• _Your task_: Repeat the lines from the line with "Could you please spot the denim" to the line with "Could you please spot the soccer" in the listing below, keeping both end lines and adding nothing.

• _Dataset_:
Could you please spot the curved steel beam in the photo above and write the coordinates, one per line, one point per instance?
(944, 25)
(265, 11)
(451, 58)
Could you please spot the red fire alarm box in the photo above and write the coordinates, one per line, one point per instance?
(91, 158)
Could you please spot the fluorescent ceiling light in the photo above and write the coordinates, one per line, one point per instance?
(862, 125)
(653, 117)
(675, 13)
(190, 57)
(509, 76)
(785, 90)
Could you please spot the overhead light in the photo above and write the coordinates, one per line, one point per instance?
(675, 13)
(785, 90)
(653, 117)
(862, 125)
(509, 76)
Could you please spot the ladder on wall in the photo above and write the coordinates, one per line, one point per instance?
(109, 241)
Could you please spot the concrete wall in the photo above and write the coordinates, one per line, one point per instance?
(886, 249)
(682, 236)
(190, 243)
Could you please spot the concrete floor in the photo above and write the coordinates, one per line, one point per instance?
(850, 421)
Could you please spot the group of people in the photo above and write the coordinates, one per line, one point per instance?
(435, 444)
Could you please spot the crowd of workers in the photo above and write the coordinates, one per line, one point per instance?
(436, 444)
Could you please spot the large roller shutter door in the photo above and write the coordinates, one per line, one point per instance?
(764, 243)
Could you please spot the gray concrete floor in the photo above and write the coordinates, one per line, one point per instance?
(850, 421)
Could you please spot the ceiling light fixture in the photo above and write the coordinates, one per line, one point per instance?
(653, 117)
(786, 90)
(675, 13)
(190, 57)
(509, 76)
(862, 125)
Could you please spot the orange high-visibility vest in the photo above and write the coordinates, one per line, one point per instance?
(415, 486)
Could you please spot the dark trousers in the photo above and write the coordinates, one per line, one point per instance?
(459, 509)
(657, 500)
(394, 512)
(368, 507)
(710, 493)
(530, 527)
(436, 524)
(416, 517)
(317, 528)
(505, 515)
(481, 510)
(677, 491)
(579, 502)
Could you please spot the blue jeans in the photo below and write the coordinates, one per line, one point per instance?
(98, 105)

...

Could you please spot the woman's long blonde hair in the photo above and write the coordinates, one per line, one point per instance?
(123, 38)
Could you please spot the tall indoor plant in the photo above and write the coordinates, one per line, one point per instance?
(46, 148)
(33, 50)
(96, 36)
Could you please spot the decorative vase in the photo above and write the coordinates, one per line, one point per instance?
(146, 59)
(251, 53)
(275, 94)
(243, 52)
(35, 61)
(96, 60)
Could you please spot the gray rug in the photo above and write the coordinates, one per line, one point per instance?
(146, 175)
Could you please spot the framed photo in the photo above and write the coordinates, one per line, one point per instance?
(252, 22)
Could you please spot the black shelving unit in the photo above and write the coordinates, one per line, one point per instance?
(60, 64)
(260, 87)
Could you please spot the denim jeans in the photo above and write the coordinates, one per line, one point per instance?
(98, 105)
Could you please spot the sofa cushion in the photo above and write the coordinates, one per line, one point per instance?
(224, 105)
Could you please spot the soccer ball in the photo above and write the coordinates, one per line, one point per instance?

• _Solution below_:
Could you please spot the denim jeans in the photo above and write the coordinates, one per line, one point per instance?
(98, 105)
Could you please spot the sofa cushion in the photo above and write the coordinates, one per line, one point per instance?
(224, 105)
Could you please spot the soccer ball in the photo above and write the coordinates, one per line, one point per instance?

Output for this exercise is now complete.